# [Task to carry out]
Set down, word for word, the stretch of the reader comments on reading below that starts at "This is information" and ends at "much of anything?".

# [Provided passage]
-- BEGIN --

The other issue is that while the AR levels measure the difficulty of the vocabulary, they do not measure the diffuculty of the concepts. So, a book which is rated at 4th grade reading level, may in fact have concepts that are appropriate for middle school or higher social development.

By making so many students read for points, rather than for pleasure, we make reading a chore early on, and may be turning off the very children we are trying to turn on!

Sent by Wilma Flanagan | 3:54 PM | 11-29-2007

The average American reads two books in his/her lifetime.

This is information I learned when I was starting college forty years ago. It was, of course, mind-boggling. No doubt it is no longer the same.

Per lifetime, not per year! You set that against some of us who read a book every week or two, and it makes you start working the arithmetic. Lots and lots of people actually succeeded in reading, from start to finish, one or no books in their entire life! How empirically based was this? I don't remember. But you think about it. How about all those kids you never really got to know at all? Who seemed like they really didn't know much of anything?

It set me thinking about all those "average" kids who had graduated from high school with me. Not to mention forty years ago. (Oh yes, it was very high then too. It just wasn't seen as a problem - they were slated to be laborers. Since we were officially a classless society, they were then politely forgotten.)

So, um, anyway. How many books does the average American read in his/her lifetime this year? I wasn't tuned in, and I missed that part of the program

Sent by davy B | 3:55 PM | 11-29-2007

addendum: I meant, "Not to mention all the kids who dropped out way before graduation time. Many of them were still approved to go to work for family or self-support, and others were transient." They were the forgotten, invisible non-class in our classless society. (Ironically, a similar proportion of them actually read some books too.)

Sent by davy B | 4:17 PM | 11-29-2007

Reading is not and never has been a "popular" activity. Its a form of recreation that takes not only time, but effort. Even the trashiest romance novel takes time to actually read.

And with so many new choices for our decreasing leisure time, is it any wonder that people read less?

As for myself, I get to read 50 books a year because I take an express bus from the suburbs to downtown and get to read on that trip there and back. It's a habit I am loath to break and when I do need to drive into work, I resent the loss of reading time.

Sent by Paul | 4:20 PM | 11-29-2007

I'd like to address two points.

First, my mother teaches elementary school, and her district uses Accelerated Reader (AR). This has advantages as well as the disadvantages that the librarian points about above. First, the children in my mother's class enjoy reading the AR books, so they do not seem to regard it as a chore done for points. It's a program that seems to work best for younger children reading shorter books. I remember similar programs when I was a kid 20 years ago, and I needed no encouragement to read, as I loved it, but it made me feel proud to receive recognition. Second, AR asks questions reading comprehension about the books, which forces the children to actually assimilate the meaning of the sentences and the content, not to just sound out the words without understanding. Sadly, not as many children as is desirable have parents who will read with them every night and ask questions (this is first and second graders' "homework"--read for 20 minutes), so AR fills some of this gap. Teachers do reading groups, but inevitably kids will also have to read on their own. Perhaps for librarians with kids reluctant to read non-AR books, the kids could be encouraged to ask for recognition from the teacher outside of the AR program. Here, in the youngest grades, it isn't AR points that give them a grade (in fact, they get Needs Improvement, Satisfactory, and Outstanding), it's their teacher's wholistic evaluation, which naturally incorporates programs like AR but which is not dependent on it.

-- END --

# [Material provided]
-- BEGIN --

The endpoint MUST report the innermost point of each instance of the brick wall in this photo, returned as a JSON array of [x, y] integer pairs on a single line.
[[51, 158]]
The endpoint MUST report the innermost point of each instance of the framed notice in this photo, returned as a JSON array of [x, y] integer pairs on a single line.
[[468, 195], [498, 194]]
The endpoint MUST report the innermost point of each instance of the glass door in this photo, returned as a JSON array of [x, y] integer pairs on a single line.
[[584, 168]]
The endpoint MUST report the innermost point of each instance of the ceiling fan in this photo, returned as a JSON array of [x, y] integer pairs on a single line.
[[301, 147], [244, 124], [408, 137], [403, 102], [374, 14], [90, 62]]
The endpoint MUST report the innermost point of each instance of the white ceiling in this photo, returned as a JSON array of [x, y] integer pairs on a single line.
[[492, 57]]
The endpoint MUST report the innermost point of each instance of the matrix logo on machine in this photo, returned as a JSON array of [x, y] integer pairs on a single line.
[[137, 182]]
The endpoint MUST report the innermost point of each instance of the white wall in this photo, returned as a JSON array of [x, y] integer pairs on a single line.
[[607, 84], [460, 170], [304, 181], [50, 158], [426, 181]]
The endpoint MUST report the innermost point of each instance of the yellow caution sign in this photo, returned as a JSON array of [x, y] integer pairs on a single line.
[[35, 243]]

-- END --
-- BEGIN --

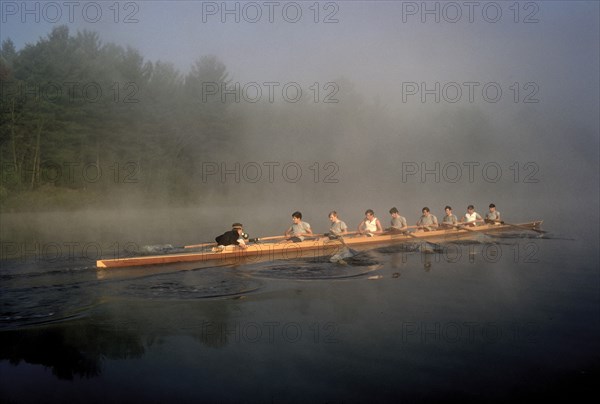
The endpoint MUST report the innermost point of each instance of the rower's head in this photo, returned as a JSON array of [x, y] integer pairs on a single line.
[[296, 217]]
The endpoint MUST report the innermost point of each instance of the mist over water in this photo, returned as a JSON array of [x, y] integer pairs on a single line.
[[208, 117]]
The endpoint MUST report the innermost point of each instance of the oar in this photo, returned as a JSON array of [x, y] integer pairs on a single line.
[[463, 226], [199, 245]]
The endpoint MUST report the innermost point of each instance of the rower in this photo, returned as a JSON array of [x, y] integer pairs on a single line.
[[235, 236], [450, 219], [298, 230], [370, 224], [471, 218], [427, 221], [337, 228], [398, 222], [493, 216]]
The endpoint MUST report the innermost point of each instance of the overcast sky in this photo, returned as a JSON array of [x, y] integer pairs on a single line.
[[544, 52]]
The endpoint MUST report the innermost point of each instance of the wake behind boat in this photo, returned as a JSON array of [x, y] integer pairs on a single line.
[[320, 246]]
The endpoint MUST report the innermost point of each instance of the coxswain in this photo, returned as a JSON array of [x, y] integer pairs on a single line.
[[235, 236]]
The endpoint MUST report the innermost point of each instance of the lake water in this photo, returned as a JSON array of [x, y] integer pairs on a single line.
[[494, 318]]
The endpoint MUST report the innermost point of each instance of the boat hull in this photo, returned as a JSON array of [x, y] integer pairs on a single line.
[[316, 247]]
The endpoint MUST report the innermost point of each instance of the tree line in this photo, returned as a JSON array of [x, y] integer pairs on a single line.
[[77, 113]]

-- END --
-- BEGIN --

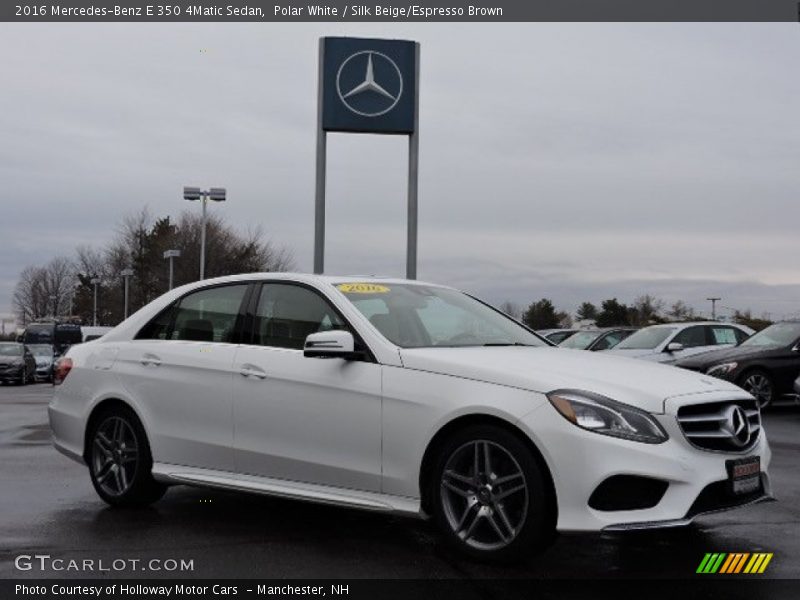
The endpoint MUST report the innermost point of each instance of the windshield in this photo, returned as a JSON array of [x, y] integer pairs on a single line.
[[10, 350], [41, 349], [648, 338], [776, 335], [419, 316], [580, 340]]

-- END --

# [Response to the exercise]
This is information I learned when I was starting college forty years ago. It was, of course, mind-boggling. No doubt it is no longer the same.

Per lifetime, not per year! You set that against some of us who read a book every week or two, and it makes you start working the arithmetic. Lots and lots of people actually succeeded in reading, from start to finish, one or no books in their entire life! How empirically based was this? I don't remember. But you think about it. How about all those kids you never really got to know at all? Who seemed like they really didn't know much of anything?